简短任务 >>
找出下方数据集摘录中含有“Mark”一词的每一行，并将这些行逐一原样抄出。

(数据集摘录)
* * *

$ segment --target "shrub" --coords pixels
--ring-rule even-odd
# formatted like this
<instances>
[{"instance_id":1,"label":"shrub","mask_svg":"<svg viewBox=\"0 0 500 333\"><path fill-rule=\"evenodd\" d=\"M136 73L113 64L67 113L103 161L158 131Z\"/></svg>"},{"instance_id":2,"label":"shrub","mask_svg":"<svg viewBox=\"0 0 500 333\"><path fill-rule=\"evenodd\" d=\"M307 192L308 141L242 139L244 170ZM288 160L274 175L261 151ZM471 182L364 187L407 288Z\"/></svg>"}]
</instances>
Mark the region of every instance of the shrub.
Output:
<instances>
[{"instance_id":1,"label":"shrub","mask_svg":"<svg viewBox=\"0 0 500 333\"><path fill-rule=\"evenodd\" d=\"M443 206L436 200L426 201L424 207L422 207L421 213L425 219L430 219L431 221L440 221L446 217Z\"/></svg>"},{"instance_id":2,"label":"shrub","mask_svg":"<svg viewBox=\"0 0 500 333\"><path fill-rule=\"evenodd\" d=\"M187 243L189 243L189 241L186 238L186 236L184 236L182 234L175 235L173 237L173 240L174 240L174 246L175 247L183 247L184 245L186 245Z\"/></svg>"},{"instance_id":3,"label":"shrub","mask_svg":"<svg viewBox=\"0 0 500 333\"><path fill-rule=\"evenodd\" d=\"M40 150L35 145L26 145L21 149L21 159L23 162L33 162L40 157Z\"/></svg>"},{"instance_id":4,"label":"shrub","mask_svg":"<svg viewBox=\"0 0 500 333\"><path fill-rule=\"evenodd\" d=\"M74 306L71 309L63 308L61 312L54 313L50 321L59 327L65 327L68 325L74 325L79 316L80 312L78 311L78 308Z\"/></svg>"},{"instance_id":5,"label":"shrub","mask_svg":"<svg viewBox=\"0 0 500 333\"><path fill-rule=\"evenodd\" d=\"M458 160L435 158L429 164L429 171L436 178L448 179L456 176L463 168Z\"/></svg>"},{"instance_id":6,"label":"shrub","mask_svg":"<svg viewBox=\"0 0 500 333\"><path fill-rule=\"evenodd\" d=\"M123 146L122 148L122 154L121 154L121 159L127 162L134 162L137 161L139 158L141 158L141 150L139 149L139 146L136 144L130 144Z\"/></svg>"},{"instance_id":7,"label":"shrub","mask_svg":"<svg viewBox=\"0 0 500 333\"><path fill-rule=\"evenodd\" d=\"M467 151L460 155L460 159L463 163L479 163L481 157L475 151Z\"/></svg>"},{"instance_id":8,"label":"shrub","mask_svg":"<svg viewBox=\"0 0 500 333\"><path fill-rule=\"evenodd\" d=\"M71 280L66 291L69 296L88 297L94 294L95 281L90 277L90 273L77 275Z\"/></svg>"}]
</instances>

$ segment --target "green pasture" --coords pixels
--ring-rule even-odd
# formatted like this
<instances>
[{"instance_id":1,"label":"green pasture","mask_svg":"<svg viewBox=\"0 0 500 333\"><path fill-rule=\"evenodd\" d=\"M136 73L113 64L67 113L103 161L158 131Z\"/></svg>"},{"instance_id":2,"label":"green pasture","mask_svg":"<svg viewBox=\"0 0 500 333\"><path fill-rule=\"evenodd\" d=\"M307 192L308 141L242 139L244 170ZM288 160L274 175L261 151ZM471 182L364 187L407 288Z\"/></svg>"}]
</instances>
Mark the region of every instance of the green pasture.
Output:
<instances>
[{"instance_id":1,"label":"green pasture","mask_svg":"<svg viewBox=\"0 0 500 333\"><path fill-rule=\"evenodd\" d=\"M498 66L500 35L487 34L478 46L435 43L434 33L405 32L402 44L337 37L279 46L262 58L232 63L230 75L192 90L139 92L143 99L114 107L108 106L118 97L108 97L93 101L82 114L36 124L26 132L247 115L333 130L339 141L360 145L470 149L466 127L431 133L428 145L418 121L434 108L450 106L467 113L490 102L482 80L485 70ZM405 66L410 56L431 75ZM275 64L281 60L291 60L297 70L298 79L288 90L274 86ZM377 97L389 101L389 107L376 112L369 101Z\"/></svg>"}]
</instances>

* * *

结果 >>
Mark the region of every instance of the shrub.
Mark the region of every instance of the green pasture.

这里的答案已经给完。